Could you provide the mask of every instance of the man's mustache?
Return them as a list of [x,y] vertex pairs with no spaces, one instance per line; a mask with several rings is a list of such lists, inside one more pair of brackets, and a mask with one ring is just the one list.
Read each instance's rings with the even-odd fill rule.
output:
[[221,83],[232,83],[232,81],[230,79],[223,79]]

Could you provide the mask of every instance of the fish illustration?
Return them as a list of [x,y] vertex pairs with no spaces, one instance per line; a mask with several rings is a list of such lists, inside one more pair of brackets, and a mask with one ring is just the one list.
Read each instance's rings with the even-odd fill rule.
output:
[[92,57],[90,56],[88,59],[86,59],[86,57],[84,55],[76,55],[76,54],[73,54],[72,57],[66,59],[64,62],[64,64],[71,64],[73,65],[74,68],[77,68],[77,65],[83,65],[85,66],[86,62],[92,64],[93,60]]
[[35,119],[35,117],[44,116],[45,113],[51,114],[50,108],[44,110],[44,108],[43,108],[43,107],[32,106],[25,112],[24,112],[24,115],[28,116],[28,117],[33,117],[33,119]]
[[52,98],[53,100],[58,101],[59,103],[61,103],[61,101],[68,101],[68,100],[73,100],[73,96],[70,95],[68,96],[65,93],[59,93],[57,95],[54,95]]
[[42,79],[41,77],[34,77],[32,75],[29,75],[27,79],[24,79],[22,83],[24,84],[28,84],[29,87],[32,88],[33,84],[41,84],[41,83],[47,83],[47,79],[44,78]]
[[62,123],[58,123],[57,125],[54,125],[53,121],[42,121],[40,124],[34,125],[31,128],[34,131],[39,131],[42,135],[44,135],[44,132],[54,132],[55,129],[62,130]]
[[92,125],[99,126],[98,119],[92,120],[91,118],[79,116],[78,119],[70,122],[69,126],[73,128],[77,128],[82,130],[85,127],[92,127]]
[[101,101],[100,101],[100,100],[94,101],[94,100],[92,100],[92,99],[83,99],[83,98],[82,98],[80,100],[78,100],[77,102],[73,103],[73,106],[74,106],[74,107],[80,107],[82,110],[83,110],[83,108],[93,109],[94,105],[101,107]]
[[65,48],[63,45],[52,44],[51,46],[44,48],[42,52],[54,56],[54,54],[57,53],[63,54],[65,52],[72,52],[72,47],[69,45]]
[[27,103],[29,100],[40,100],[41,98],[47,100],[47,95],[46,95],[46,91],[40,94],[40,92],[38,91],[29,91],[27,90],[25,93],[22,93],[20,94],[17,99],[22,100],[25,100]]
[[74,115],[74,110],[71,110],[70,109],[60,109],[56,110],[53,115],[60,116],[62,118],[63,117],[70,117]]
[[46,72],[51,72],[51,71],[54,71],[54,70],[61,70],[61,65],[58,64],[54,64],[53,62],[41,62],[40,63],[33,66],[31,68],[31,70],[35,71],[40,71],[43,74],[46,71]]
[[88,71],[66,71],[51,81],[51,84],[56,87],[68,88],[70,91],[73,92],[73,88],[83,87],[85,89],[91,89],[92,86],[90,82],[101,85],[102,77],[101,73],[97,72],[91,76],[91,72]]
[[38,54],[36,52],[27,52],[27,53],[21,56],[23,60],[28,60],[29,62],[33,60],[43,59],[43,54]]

━━━━━━━━

**Exercise prompt**
Rescale the stretch from the start of the items through the line that contains "[[221,83],[232,83],[232,81],[230,79],[223,79]]", both ends included, and write out every line of it again. Multiply each coordinate in the answers by 1.3 and round it to a whole number, rounding halves up, and leave all other text unchanged.

**Answer to the exercise**
Could you provide the mask of every instance of the man's mustache?
Return them as a list of [x,y] vertex pairs with no spaces, one instance per line; a mask with several rings is a list of such lists, inside one more pair of brackets, and a mask with one ring is just the one list.
Read each instance's rings with the even-odd fill rule.
output:
[[287,108],[302,108],[302,105],[299,103],[290,103]]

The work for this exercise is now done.